What to work on =
1) In the reflection on ministry training at Glasgow, since what year have people been training for ministry there?
2) Continue the reflection on ministry students at Glasgow from its final sentence.

--- START Document passage ---

As we welcome continuing students and new students, I want to reflect on two things. The first is that folk have been training for ministry at Glasgow since 1451. If we take the long view, we can reflect on how often over these centuries students have arrived to study in Glasgow in circumstances which were daunting and stressful.
Staying with my 94 year old mum during lockdown (she has since moved in with us) I was feeling sorry for my kids (aged 17, 20 and 22) and all they were missing out on, when I realised that she was 13 in 1939. I am very aware that we need to be careful how we apply this kind of thinking – other people’s suffering or loss doesn’t make ours any the less real or painful – it’s not some kind of Monty Python ‘you were lucky!’ race to the bottom. But there is some moral wisdom and perhaps even some spiritual comfort in realising that generations of ministry students before us have come through trouble and struggle and many of them have maintained a testimony to God’s goodness and faithfulness. I say many because we always need to beware of a false triumphalism in the testimony we give; trouble and struggle also wounds and marks some of us in ways we never fully recover from. The gospel is also that there is mercy and sufficient grace for when that is true.

--- END Document passage ---
--- START Material shown ---

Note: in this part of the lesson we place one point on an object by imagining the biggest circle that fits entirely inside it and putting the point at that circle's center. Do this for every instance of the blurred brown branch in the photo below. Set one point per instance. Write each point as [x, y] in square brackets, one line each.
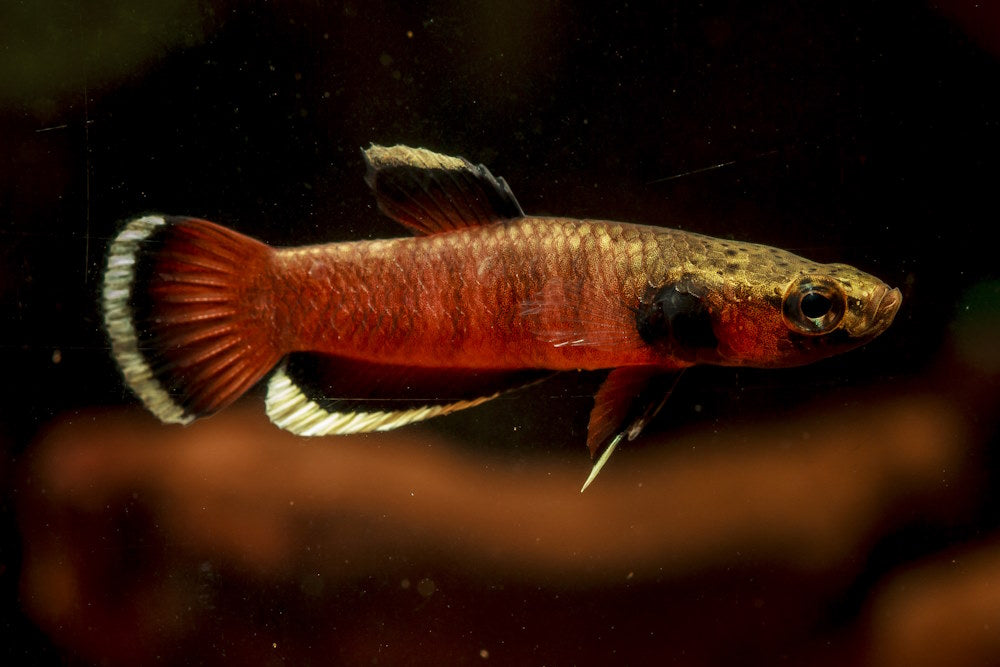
[141, 538]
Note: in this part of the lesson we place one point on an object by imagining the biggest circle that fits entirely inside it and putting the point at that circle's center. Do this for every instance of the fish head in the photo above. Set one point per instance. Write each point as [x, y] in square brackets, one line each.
[741, 304]
[794, 311]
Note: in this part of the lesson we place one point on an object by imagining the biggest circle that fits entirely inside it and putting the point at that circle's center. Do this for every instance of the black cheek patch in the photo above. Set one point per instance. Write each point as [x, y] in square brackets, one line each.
[677, 319]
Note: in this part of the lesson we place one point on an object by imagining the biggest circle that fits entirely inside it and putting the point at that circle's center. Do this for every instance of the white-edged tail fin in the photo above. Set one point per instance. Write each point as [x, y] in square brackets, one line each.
[187, 308]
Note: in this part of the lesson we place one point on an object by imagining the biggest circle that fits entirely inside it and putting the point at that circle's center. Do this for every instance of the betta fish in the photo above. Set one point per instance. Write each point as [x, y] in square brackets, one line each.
[481, 300]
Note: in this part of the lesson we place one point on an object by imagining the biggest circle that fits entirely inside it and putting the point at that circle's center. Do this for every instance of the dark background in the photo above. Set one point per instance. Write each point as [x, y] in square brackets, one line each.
[861, 132]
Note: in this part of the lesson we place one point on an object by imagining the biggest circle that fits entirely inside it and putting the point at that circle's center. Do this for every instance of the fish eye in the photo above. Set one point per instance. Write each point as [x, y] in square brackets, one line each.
[813, 305]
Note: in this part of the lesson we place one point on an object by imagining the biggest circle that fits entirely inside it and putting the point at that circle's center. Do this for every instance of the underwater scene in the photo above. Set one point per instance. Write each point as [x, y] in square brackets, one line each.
[517, 333]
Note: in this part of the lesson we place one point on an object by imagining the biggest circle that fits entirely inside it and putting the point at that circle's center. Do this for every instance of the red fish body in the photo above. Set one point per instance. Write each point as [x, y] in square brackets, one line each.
[372, 335]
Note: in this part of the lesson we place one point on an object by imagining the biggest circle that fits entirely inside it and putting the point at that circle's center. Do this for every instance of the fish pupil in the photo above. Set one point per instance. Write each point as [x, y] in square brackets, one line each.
[814, 305]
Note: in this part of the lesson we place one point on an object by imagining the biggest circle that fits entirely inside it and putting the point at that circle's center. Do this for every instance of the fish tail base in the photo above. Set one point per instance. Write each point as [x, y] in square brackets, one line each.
[188, 313]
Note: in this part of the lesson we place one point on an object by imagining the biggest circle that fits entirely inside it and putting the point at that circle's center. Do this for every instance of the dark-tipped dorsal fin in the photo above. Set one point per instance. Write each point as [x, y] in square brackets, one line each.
[430, 193]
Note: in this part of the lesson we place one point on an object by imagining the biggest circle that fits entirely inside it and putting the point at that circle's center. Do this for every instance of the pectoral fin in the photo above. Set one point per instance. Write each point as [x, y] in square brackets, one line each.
[628, 399]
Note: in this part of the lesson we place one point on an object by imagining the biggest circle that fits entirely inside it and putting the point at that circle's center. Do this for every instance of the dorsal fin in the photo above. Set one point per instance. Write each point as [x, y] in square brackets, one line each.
[431, 193]
[318, 394]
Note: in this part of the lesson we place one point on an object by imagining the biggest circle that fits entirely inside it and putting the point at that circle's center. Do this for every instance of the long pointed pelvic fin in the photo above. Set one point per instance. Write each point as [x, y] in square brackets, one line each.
[627, 401]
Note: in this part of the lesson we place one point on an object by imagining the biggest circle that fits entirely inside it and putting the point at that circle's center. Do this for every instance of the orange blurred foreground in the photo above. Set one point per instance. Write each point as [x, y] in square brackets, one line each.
[233, 542]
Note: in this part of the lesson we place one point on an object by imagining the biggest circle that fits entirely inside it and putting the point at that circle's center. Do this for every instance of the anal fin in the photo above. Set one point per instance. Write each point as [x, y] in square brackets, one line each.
[316, 394]
[627, 401]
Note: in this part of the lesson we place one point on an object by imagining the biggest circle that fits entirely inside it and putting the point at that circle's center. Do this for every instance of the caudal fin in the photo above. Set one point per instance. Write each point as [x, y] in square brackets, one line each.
[187, 308]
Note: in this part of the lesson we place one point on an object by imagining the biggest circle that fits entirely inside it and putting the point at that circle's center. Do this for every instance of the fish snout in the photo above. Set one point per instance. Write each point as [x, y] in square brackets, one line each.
[884, 305]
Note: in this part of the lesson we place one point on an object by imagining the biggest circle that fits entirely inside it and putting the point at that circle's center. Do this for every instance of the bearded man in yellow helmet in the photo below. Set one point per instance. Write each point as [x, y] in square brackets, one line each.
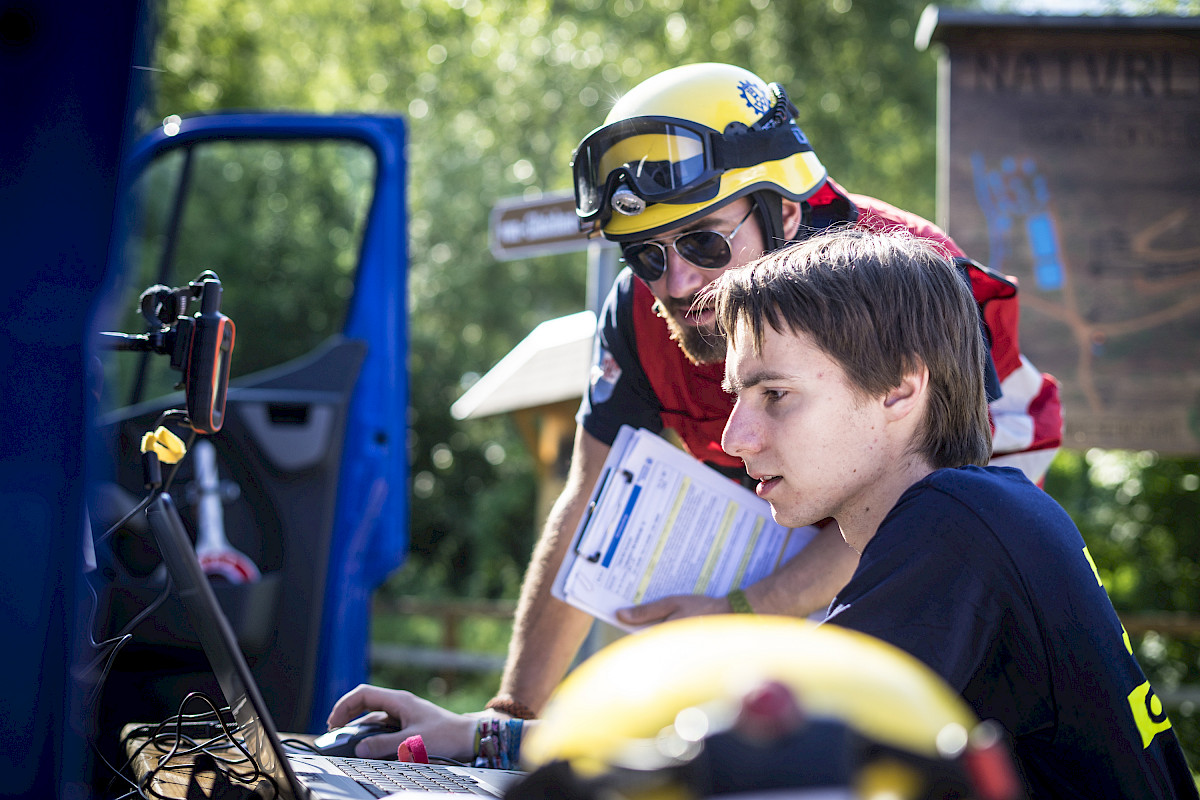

--- END Material shown ---

Set of answers =
1) Since 1451.

2)
When I am tempted to worry about the church’s witness in testing times, I often think about these dry, wry words of G.K. Chesterton:
“At least five times, therefore, with the Arian and the Albigensian, with the Humanist sceptic, after Voltaire and after Darwin, the Faith has to all appearance gone to the dogs. In each of these five cases it was the dog that died.” G.K. Chesterton
The second thing I want to reflect on in this first blog post is what we do as a College in such a time as this. Our education and training for ministry is meant to be contextual, so we have to consider that this context is our gift and burden from God just as it was for those who came to Glasgow and Trinity in 1914-18 or to Glasgow/Trinity in 1939-45. We have no choice and should seek no other choice but to ‘lean in’ to this context. We will learn things about God and the gospel, about ourselves and the church in these strange times that we might not or could not learn in more ‘normal’ times. So we study and learn together in this context. We share experiences with one another and listen to one another, conscious that it is through encountering other people’s worlds that ours are expanded and deepened. We have a lot of reading to do and that can carry on through this. We have a lot of praying to do and that can carry on through this. We have a lot of thinking to do and that can carry on through this.
And there will still be laughter and new friendships made and there will still be joy and consolation. Above all, perhaps, we may learn new and invaluable things about what it means to hope in God.
This blog will be shared between a few of us who are teachers at Glasgow and friends of Trinity or Council members – I hope we will also hear some student candidate voices. We look forward to reading your comments. God bless you and God bless the College in this new academic year.